WHAT IS NEEDED
Quote verbatim the rows below, starting at the line that contains "thumb on this basis." and stopping after the line that contains "the finger on this basis.". Include both of those lines and nothing outside them.

GIVEN RECORDS
========

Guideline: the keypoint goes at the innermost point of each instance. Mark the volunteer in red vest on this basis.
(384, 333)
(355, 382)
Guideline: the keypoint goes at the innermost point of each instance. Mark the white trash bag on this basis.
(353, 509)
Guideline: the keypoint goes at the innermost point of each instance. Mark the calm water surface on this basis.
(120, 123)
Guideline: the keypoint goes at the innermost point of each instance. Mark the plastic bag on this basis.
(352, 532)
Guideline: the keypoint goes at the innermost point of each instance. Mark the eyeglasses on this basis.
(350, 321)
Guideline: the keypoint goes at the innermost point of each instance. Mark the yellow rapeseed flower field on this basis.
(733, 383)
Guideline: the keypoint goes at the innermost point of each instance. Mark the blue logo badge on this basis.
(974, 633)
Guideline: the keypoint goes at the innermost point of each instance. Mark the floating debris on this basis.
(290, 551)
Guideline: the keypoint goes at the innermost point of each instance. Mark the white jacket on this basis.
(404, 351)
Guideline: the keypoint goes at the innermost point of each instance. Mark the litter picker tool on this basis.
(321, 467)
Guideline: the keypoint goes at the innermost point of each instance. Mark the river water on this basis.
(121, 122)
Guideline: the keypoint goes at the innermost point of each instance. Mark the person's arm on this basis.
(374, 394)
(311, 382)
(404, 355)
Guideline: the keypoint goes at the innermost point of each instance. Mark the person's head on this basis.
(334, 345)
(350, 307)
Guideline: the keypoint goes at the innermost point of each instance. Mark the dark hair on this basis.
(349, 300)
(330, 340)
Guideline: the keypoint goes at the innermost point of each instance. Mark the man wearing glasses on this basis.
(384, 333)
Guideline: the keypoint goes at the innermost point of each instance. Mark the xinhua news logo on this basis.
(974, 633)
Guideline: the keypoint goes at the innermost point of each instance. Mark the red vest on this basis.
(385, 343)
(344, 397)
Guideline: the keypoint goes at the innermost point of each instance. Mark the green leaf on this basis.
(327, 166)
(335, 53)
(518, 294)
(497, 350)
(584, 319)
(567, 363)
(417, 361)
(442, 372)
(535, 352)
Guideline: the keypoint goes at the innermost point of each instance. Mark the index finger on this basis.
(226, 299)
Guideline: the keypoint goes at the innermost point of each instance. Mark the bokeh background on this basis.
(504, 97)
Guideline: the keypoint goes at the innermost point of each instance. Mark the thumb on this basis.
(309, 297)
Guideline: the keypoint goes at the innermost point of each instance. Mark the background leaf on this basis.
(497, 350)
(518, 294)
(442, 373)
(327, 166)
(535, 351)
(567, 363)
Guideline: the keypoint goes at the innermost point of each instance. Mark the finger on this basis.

========

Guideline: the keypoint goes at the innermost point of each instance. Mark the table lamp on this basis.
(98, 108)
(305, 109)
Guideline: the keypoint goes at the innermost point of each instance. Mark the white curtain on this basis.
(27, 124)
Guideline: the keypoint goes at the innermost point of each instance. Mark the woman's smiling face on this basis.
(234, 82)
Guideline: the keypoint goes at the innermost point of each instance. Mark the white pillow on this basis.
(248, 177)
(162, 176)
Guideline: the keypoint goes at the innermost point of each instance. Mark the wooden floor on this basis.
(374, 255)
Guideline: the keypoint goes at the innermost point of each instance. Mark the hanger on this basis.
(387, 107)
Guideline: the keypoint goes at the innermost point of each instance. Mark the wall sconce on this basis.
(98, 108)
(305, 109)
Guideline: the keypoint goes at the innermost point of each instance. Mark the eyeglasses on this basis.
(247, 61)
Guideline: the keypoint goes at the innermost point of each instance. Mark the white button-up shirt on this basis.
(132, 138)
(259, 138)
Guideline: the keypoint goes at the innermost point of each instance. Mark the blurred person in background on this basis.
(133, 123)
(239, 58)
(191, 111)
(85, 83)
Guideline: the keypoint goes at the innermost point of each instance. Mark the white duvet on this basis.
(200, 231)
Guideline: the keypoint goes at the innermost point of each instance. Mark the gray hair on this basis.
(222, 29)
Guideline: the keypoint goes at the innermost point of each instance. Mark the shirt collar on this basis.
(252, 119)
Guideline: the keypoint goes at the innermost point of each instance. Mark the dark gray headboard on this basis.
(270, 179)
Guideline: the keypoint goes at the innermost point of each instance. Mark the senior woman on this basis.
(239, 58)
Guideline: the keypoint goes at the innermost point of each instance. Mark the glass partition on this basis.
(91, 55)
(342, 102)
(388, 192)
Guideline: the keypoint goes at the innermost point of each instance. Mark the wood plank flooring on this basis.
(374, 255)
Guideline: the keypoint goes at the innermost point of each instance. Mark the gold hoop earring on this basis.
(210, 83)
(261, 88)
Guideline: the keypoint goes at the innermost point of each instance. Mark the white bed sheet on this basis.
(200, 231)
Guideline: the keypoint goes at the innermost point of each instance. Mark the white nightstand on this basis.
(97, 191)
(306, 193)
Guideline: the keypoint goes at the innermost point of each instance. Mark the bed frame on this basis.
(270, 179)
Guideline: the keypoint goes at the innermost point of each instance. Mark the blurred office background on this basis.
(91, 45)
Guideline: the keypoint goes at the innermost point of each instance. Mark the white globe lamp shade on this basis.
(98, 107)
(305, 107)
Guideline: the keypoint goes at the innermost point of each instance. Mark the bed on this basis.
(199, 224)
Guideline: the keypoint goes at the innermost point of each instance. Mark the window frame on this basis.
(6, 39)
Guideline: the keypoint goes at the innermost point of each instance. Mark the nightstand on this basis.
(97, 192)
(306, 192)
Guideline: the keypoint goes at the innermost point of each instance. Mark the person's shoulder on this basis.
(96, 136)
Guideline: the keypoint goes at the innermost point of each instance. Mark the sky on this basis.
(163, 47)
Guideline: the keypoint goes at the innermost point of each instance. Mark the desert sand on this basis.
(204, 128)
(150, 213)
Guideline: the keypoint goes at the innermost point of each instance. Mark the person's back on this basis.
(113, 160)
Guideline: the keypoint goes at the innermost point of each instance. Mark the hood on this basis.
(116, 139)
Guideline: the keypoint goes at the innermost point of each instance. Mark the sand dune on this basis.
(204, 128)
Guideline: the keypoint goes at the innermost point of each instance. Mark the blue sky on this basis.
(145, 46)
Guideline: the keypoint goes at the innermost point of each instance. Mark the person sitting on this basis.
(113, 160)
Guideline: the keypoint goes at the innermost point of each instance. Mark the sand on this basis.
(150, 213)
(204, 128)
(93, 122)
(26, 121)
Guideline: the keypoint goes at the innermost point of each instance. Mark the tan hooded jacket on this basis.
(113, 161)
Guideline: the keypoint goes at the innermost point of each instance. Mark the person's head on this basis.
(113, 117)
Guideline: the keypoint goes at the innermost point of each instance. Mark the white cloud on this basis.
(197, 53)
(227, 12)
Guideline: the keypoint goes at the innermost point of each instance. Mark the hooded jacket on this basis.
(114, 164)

========

FULL OUTPUT
Guideline: the keypoint goes at the innermost point of each instance. Mark the thumb on this basis.
(309, 297)
Guideline: the keypoint goes at the innermost point of each instance. Mark the background leaf on this basis.
(497, 350)
(518, 294)
(442, 373)
(327, 166)
(535, 351)
(567, 363)
Guideline: the keypoint goes at the innermost point of each instance. Mark the finger on this basis.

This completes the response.